DOCUMENT SEGMENT:
^^^^^^^^
Wow!!! Thank you all so much for your responses. You all just brightened my day, especially when it's so overcast and gloomy out today.

I posted last night in the heat of the moment and now in retrospect I think that what I was upset about was so trivial. But here goes anyway. Hubby, the kids, and I went to our son's open house at his school and I was extremely uncomfortable due to a group of moms who are so catty. I was doing well mingling with other parents and playing with the kids, but I just let those moms get the best of me. They did nothing but stand in their little spot in their little group and talk (or gossip) about who knows what. They gossiped about me several months ago (loud enough so they knew I heard) at how ridiculous I was for sending my son to kindergarten this coming fall when he is still only 4yrs. It's none of my business what they say, but they have no right to say things like that about me or anyone. So when I'm around them, I can't help but feel so little.
^^^^^^^^
PROBLEMS AND TASKS:
(a) In the post about the school open house, change "catty" to "rude" and write out the passage starting at "I posted last" and ending at "feel so little.".
(b) For each statement, say whether the post about the school open house agrees with it, and quote the words that settle it: (i) The open house was held at the son's school. (ii) The moms gossiped about the writer last week. (iii) The writer first posted about this last night.
(c) Continue the post about the school open house from its last sentence.

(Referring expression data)
^^^^^^^^
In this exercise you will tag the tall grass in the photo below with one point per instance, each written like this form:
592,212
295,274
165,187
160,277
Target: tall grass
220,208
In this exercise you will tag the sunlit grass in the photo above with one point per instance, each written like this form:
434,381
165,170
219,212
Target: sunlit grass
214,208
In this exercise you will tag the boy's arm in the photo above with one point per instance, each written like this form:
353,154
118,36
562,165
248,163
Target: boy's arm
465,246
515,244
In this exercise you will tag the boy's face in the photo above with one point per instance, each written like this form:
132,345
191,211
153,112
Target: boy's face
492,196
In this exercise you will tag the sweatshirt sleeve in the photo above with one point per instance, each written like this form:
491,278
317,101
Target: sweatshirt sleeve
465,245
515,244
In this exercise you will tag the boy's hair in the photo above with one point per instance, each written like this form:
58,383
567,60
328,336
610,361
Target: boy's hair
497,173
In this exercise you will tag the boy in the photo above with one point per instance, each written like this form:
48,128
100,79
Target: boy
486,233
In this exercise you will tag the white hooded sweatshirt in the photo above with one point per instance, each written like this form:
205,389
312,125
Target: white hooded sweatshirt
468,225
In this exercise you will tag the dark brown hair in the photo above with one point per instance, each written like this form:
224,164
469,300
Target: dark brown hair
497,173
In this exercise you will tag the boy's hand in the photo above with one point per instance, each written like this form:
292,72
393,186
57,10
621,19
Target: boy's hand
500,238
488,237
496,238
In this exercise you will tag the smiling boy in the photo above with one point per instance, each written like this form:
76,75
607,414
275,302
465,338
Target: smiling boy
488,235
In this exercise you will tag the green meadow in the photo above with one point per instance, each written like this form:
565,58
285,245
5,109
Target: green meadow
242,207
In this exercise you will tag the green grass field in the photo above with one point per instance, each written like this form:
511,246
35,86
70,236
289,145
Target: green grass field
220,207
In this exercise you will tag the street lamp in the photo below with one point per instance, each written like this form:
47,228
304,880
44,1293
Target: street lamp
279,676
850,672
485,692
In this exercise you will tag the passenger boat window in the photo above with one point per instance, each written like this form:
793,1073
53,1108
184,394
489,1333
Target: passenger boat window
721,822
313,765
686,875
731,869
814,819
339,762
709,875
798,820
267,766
^^^^^^^^
RESPONSES:
(a)
I posted last night in the heat of the moment and now in retrospect I think that what I was upset about was so trivial. But here goes anyway. Hubby, the kids, and I went to our son's open house at his school and I was extremely uncomfortable due to a group of moms who are so rude. I was doing well mingling with other parents and playing with the kids, but I just let those moms get the best of me. They did nothing but stand in their little spot in their little group and talk (or gossip) about who knows what. They gossiped about me several months ago (loud enough so they knew I heard) at how ridiculous I was for sending my son to kindergarten this coming fall when he is still only 4yrs. It's none of my business what they say, but they have no right to say things like that about me or anyone. So when I'm around them, I can't help but feel so little.

(b)
(i) Yes: "went to our son's open house at his school"
(ii) No: "They gossiped about me several months ago"
(iii) Yes: "I posted last night in the heat of the moment"

(c)
I know that this is really an issue about my self-esteem, for if I had good self-esteem then I would deem insignificant whatever those moms had to say. I've been working on this with my therapist. Most days are good, but others are not so good like last night. I'm so glad that my daughter has learned my stronger side than my weaker side. That's all I can really hope for now, right?

Another thing that has been festering in me for a couple of days is that my dad wants to hand me over his 13yr old son because he no longer has control over him. I keep telling my dad what he needs to do to improve his parenting, but he doesn't want to take my advice. My dad needs to be more loving, compassionate, forgiving, and affectionate to his son so that he doesn't retreat into video games and neglect his school work. All I hear from my dad is what his son is doing wrong and I try to balance it out with mentioning all the good things the kid is doing. Now what? My dad is giving up and wants the boy to live with us? Out of the goodness of my heart and love for my brother, I am willing to take him in as my own. But gosh, why must I always be my parents' support? Through their marital strife, affairs, divorce, relationships, parenting, money problems, they come to me. I'm their kid and they're supposed to be the ones supporting me, not vice versa!! My daughter overheard my husband and me talking about it and she later told me that she felt really bad for her uncle having a dad who is giving up on him and how she and her brother are so lucky that me and my husband won't ever do such a thing even when they do the worst things. My dad makes me so angry sometimes.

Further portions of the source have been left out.